Ordinanza di Cassazione Civile Sez. 2 Num. 5302 Anno 2025
Civile Ord. Sez. 2 Num. 5302 Anno 2025
Presidente: COGNOME
Relatore: COGNOME NOME
Data pubblicazione: 28/02/2025
ORDINANZA
sul ricorso iscritto al n. 28110/2021 R.G. proposto da:
COGNOME NOME COGNOME rappresentati e difesi dall’avv.to NOME COGNOME
– ricorrenti –
contro
COGNOME NOME, COGNOME NOME, elettivamente domiciliati in ROMA INDIRIZZO presso lo studio dell’avvocato NOME COGNOME che li rappresenta e difende unitamente all’avvocato NOME COGNOME;
– controricorrenti –
avverso la sentenza della CORTE D’APPELLO di BARI n. 1504/2021 depositata il 24/08/2021.
Udita la relazione svolta nella camera di consiglio del 20/02/2025 dal Consigliere NOME COGNOME
FATTI DI CAUSA
I coniugi COGNOME NOME e COGNOME NOME convenivano innanzi al Tribunale di Bari – Sezione distaccata di Altamura, i coniugi COGNOME NOME e COGNOME NOME e i coniugi COGNOME NOME e COGNOME NOME, abitanti nello stesso condominio di INDIRIZZO/INDIRIZZO in Gravina in Puglia, chiedendone la condanna alla rimozione di opere da loro realizzate nella proprietà condominiale e al ripristino dello stato dei luoghi.
I coniugi COGNOME–COGNOME ‘avevano aperto un vano -porta nel pozzo luce interno allo stabile, collocandovi una lavatrice con i collegamenti idrico-fognari con muri comuni e usando il relativo piano di calpestio, trasferito il contatore ENEL nel vano del contatore condominiale, demolito parte della facciata esterna, arretrandola, eliminando una finestra con nuovo accesso sui balconi, sì da alterare il prospetto condominiale, chiuso su altro lato dello stabile una vecchia finestra, riaprendola ad un metro di distanza, inserendo la tubazione di sfiato della cucina in quella dei doppi servizi igienici’.
I coniugi COGNOME avevano invece illegittimamente realizzato due ripostigli: uno in cantina, nel locale già occupato da un serbatoio comune e poi diviso in quattro parti uguali, utilizzando uno spazio maggiore di quello loro convenzionalmente spettante; l’altro sul terrazzo, sopraelevando il muro comune di 50 cm.

::::::::

Serie di compiti:
(A) Secondo l'ordinanza, di quanto è stato sopraelevato il muro comune per realizzare il ripostiglio sul terrazzo?
(B) Ricopia dall'ordinanza il passo compreso tra "Ordinanza di Cassazione" e "depositata il 24/08/2021.", estremi inclusi.

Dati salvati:
::::::::

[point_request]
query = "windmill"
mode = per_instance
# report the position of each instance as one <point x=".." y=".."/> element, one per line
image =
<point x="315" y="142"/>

::::::::

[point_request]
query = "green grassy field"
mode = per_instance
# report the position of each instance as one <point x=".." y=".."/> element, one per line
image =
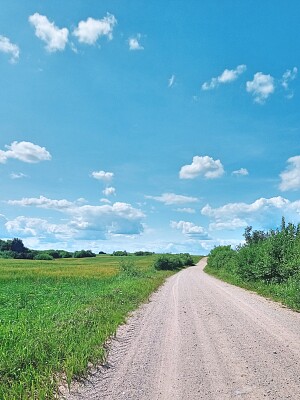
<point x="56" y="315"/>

::::::::

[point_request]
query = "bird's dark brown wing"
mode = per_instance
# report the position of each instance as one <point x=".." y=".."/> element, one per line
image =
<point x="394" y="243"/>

::::::::

Soluzioni dei compiti:
(A) Di 50 cm.

(B)
Ordinanza di Cassazione Civile Sez. 2 Num. 5302 Anno 2025
Civile Ord. Sez. 2 Num. 5302 Anno 2025
Presidente: COGNOME
Relatore: COGNOME NOME
Data pubblicazione: 28/02/2025
ORDINANZA
sul ricorso iscritto al n. 28110/2021 R.G. proposto da:
COGNOME NOME COGNOME rappresentati e difesi dall’avv.to NOME COGNOME
– ricorrenti –
contro
COGNOME NOME, COGNOME NOME, elettivamente domiciliati in ROMA INDIRIZZO presso lo studio dell’avvocato NOME COGNOME che li rappresenta e difende unitamente all’avvocato NOME COGNOME;
– controricorrenti –
avverso la sentenza della CORTE D’APPELLO di BARI n. 1504/2021 depositata il 24/08/2021.